*** Provided records ***
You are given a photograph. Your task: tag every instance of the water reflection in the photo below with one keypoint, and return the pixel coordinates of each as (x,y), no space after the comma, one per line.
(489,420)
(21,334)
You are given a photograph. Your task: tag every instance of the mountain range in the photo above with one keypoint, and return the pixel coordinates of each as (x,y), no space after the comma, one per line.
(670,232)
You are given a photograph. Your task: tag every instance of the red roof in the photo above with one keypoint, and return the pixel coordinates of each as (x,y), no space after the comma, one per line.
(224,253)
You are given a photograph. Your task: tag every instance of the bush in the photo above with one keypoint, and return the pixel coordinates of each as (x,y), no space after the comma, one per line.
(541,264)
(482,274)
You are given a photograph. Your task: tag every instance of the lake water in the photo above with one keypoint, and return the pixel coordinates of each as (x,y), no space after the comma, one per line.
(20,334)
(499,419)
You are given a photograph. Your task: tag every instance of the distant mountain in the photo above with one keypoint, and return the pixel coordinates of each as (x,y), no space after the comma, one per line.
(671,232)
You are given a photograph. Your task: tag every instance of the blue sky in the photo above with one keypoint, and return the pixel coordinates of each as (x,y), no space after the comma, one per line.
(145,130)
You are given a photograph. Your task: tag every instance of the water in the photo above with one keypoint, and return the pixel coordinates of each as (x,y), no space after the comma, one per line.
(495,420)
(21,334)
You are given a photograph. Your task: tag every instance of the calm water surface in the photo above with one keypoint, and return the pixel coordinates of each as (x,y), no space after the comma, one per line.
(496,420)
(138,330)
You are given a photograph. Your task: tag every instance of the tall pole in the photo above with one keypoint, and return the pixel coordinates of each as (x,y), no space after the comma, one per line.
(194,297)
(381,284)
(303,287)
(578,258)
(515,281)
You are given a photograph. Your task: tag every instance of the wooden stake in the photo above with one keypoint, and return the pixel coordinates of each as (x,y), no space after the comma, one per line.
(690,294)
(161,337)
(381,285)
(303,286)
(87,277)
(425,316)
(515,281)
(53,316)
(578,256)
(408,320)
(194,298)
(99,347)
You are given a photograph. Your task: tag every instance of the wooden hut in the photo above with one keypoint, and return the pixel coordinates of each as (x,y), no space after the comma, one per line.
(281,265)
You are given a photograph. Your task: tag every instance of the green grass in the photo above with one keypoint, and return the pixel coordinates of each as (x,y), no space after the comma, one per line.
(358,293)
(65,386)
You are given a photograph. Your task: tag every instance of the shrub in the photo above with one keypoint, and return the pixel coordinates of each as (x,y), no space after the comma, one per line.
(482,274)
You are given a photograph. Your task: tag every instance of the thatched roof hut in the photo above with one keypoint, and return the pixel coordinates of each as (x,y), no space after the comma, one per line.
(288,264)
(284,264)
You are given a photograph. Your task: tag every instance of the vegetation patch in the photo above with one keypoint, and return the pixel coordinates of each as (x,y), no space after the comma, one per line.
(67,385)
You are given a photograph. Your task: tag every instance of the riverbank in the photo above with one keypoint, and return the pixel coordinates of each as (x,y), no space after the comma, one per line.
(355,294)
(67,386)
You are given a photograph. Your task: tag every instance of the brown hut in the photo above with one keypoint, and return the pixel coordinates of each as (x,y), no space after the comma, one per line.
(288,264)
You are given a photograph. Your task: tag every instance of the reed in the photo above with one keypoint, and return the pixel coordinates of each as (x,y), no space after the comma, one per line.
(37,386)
*** End of Provided records ***
Problem to solve:
Please copy each entry. Leave nothing out.

Task solution:
You are given a photograph. Your task: tag every instance of the water reflection in the photo below with one keypoint, and return the pixel coordinates of each as (x,y), no space after the comma, one per line.
(489,420)
(21,334)
You are given a photograph. Your task: tag every instance of the mountain range in the photo above with one keypoint, and return the pixel coordinates of each as (x,y), no space after the comma, one per line.
(670,232)
You are given a photograph. Your task: tag every instance of the red roof in the photo above with one keypoint, and return the pixel coordinates of each as (x,y), no space after the comma, one per line.
(224,253)
You are given a photograph. Your task: tag every instance of the bush in the photo above with one keypoint, and return the pixel coordinates of each as (x,y), no space after the comma, one per line.
(541,264)
(482,274)
You are given a photograph. Your task: tag every instance of the lake water in the photo above with one keypoint, and return the pixel coordinates of each as (x,y), no space after the comma, one per line.
(20,334)
(499,419)
You are given a photograph. Your task: tag every instance of the distant mountain in the photo above with one keypoint, and return the pixel coordinates of each as (x,y), no space after the comma, one per line.
(671,232)
You are given a photograph. Your task: tag every instance of the blue sky in the photo above with one keypoint, and return the pixel coordinates of each as (x,y), no space after the comma, one per line.
(145,130)
You are given a photograph. Your task: tag every instance of the water in the photo above with one keypoint, and return the pixel coordinates of each as (x,y), no space after the comma, one per line.
(495,420)
(21,334)
You are given a photograph. Your task: tag every instance of the calm water surface in the photo above with one keypoint, and return the pixel coordinates of each as (x,y), no space after the comma, one per line.
(496,420)
(138,330)
You are given a photograph. Your task: tag every instance of the tall pole in the photo above with one keypoint, and return the pixel coordinates of each as (x,y), no space after the comma, one per line.
(194,297)
(381,284)
(303,287)
(578,258)
(515,281)
You are given a photograph. Your task: tag every instance of the wooden stake in the photo above with one keypoint, and return the pixel coordinates of each as (x,y), no space after the comma, one per line.
(690,294)
(161,337)
(381,285)
(303,286)
(87,277)
(425,316)
(515,281)
(53,316)
(578,256)
(408,320)
(194,298)
(99,347)
You are given a photograph. Your task: tag every instance of the wooden hut in the photo above with one keypoint, and return the pixel coordinates of each as (x,y), no space after the comma, one per line.
(281,265)
You are given a photograph. Your task: tag every instance of the green grass in the photo above with one keypoint, and return the pixel coordinates of each as (x,y), no space after the comma, one per line.
(358,293)
(65,386)
You are given a photograph. Your task: tag every instance of the shrub in the photo above with one keypoint, and return the pixel coordinates of each as (x,y), no space after the comma, one per line.
(482,274)
You are given a photograph. Your task: tag every instance of the thatched roof hut in the photo above with one keypoint, and return the pixel coordinates of each as (x,y), no space after the comma, one per line.
(288,264)
(284,264)
You are given a photograph. Your task: tag every instance of the vegetation patch in the photo above with one keypoint, and return the pixel coordinates of each as (x,y), no space after the comma, one per line.
(67,385)
You are given a photograph. Your task: tag every instance of the riverbank in the photo above with one keypoint, and return the pixel coordinates of each as (x,y), no space after the comma, one per line.
(355,294)
(67,386)
You are given a photograph. Your task: tag every instance of the brown hut in the photo above with one keypoint, and return the pixel coordinates of each as (x,y), no space after the comma, one per line.
(288,264)
You are given a photograph. Your task: tag every instance of the reed in the photo above with one keypoint, and return the pixel coordinates of each as (x,y), no space after the comma, one per line.
(37,386)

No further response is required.